Required task:
Reproduce everything in the listing from the line containing "Target: balcony railing" down to the line containing "[(690, 262), (724, 262), (551, 256), (336, 260)]", replacing "apartment window" with "building window" and leaving all else unchanged.

— START Data lines —

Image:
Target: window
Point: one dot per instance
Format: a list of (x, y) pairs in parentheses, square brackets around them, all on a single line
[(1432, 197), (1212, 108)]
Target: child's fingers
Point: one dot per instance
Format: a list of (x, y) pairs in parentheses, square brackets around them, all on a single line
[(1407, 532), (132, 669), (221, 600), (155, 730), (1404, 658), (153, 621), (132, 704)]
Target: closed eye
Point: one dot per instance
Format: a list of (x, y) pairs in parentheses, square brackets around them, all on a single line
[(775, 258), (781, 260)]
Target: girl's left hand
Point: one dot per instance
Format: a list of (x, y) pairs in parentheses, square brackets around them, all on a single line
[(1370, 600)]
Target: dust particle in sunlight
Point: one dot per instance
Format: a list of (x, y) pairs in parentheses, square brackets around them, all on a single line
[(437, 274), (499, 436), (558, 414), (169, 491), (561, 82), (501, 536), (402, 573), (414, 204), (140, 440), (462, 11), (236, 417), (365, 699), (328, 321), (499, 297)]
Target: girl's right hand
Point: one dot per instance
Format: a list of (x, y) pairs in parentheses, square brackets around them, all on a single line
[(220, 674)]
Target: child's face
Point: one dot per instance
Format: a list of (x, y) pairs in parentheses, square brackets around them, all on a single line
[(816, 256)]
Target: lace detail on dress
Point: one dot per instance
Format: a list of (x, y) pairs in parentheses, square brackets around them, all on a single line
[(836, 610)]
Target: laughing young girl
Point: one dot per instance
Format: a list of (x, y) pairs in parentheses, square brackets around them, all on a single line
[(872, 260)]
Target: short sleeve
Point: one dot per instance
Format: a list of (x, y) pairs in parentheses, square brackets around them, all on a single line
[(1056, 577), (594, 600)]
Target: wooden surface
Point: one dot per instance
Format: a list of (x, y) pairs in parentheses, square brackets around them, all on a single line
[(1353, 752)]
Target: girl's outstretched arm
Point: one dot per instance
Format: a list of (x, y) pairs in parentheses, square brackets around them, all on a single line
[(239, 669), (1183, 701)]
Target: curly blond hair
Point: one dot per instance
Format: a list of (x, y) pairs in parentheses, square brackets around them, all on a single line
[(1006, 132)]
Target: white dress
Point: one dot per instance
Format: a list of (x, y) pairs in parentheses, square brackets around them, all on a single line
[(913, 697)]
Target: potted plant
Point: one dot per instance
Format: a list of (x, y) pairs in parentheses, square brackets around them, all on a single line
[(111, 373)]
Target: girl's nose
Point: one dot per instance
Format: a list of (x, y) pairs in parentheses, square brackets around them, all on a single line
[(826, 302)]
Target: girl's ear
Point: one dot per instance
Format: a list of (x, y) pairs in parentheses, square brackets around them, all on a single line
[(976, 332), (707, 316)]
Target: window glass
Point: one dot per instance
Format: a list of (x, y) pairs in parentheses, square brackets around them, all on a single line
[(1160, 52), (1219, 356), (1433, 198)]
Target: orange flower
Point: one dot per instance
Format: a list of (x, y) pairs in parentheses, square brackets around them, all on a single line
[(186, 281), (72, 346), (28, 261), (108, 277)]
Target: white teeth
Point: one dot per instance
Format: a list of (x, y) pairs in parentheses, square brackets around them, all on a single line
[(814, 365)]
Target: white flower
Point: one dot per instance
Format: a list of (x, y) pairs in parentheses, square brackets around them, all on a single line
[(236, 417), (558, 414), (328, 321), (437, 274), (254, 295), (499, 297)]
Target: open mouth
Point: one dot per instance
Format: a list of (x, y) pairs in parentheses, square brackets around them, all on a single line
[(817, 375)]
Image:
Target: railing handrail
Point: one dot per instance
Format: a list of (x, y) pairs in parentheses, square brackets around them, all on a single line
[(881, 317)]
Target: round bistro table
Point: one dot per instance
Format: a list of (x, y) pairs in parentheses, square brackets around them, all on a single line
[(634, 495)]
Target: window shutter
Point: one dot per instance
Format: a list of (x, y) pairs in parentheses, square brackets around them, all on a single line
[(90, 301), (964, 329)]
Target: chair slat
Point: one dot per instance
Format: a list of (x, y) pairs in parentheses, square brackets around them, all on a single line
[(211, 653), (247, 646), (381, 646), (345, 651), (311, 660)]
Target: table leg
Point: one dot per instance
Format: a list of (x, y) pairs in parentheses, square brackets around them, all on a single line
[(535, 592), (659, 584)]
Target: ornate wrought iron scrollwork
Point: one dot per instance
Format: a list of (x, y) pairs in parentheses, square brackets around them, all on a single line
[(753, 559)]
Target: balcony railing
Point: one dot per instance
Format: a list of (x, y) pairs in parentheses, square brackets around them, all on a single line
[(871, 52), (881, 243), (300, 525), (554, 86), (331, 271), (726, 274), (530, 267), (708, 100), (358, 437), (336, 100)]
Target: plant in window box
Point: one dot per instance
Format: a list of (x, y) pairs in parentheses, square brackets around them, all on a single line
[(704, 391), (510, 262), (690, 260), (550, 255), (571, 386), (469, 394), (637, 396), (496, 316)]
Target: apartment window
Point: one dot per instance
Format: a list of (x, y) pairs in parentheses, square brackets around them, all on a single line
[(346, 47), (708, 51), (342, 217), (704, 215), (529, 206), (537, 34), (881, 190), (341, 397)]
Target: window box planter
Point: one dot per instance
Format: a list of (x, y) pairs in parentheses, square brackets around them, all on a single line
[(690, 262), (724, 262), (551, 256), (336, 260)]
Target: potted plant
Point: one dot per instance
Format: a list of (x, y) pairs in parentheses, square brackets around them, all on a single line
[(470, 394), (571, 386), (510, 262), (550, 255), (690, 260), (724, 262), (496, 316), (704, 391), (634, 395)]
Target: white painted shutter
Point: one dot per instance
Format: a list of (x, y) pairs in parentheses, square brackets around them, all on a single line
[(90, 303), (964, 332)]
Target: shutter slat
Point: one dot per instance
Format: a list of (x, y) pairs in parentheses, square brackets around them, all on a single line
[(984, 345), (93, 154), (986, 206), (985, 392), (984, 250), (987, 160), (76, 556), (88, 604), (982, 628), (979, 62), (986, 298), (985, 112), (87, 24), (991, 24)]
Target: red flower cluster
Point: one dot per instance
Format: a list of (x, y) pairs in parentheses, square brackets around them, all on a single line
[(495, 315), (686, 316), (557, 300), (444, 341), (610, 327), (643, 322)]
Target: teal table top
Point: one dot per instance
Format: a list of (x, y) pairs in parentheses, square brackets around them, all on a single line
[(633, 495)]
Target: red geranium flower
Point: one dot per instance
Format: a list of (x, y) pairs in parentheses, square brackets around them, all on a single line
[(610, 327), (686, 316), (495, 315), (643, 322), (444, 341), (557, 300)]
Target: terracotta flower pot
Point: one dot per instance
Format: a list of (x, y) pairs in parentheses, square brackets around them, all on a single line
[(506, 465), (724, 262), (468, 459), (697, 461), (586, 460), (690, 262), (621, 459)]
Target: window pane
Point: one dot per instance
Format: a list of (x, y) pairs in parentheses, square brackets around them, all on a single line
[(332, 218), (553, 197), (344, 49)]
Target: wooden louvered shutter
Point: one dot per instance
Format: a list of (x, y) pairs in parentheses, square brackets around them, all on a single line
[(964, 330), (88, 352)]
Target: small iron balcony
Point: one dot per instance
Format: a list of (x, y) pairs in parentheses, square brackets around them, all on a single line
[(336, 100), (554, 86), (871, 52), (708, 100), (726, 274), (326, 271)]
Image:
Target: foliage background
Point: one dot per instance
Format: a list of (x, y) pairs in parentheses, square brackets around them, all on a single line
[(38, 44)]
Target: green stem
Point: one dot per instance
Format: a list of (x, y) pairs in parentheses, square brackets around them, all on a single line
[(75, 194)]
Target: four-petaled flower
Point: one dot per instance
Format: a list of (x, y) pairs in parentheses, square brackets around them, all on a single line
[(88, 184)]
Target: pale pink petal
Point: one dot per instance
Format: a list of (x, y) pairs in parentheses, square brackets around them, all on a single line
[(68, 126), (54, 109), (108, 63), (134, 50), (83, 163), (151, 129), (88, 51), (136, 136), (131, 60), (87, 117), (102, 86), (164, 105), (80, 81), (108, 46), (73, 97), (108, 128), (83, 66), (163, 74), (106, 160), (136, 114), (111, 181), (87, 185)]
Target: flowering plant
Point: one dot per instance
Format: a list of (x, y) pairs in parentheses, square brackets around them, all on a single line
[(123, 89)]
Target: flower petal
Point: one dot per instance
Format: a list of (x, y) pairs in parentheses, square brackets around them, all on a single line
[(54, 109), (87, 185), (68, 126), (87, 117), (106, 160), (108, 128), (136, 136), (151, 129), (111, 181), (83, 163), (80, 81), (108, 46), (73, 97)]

— END Data lines —

Solved exercise:
Target: balcony railing
Point: one dot per instance
Format: a list of (x, y) pairs in parentheses, square brackets around them, all on a single line
[(871, 52), (881, 243), (300, 525), (554, 86), (331, 271), (726, 274), (530, 267), (708, 100), (358, 437), (336, 100)]
Target: plant in window box
Point: one dot per instance
Format: a list of (x, y) pairs in parentheses, square brackets around them, all on a single line
[(704, 391), (510, 262), (690, 260), (550, 255), (571, 386), (469, 394), (637, 396), (496, 316)]
Target: building window
Point: one dot per instance
Format: a list of (x, y) pairs in parentheses, square brackets around them, all on a single line
[(346, 47), (708, 51), (342, 217), (704, 215), (529, 206), (537, 34), (881, 190), (341, 397)]
Target: window box planter
Point: one dot per instance
Format: a list of (x, y) pairs in parentheses, square brackets around them, all on a single line
[(690, 262), (724, 262), (551, 256), (336, 260)]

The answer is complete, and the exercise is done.